• Set task
Turn the data from the line containing "Guideline: for every instance of the woman's" up to and including the line containing "column 622, row 792" into a numbered list, leaving out any blank lines.

• Dataset records
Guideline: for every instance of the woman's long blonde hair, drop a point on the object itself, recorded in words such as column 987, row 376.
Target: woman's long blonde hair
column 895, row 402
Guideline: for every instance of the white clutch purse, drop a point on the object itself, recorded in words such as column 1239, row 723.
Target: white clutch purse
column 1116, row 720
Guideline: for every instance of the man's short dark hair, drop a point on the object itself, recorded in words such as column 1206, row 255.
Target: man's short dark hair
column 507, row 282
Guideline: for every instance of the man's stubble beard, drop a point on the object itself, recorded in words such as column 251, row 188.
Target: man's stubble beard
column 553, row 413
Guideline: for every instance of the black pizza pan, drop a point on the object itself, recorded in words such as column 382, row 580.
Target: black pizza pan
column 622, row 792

...

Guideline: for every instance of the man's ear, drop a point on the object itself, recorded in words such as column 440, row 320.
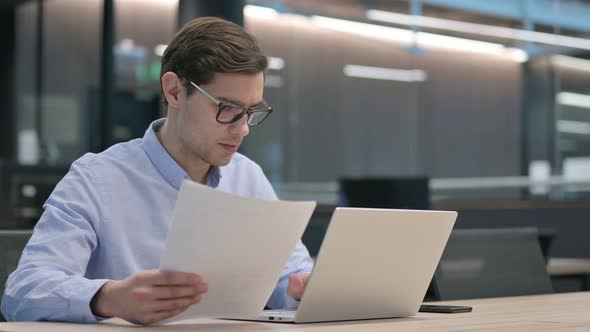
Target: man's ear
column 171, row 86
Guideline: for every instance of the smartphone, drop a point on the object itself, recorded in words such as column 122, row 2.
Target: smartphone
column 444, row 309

...

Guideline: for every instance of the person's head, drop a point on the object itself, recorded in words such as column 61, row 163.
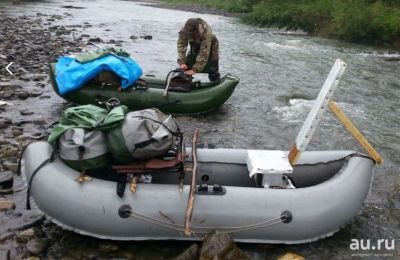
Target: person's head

• Output
1. Guideline: for every instance of the woman's long blonde hair, drop a point on the object itself, recorded in words such as column 987, row 376.
2. Target: woman's long blonde hair
3. column 895, row 402
4. Guideline: for every instance of the white clutch purse, drop a point on the object itself, recorded in words such as column 1239, row 723.
5. Target: white clutch purse
6. column 1116, row 720
7. Guideline: for every instance of the man's short dark hair, drop a point on the object itself, recorded in words such as column 1206, row 255.
8. Target: man's short dark hair
9. column 507, row 282
10. Guideline: for every instance of the man's stubble beard, drop a point on the object itself, recorded in words such as column 251, row 188.
11. Target: man's stubble beard
12. column 553, row 413
13. Guideline: for every instance of the black pizza pan, drop a point on the object itself, recorded in words such as column 382, row 580.
14. Target: black pizza pan
15. column 622, row 792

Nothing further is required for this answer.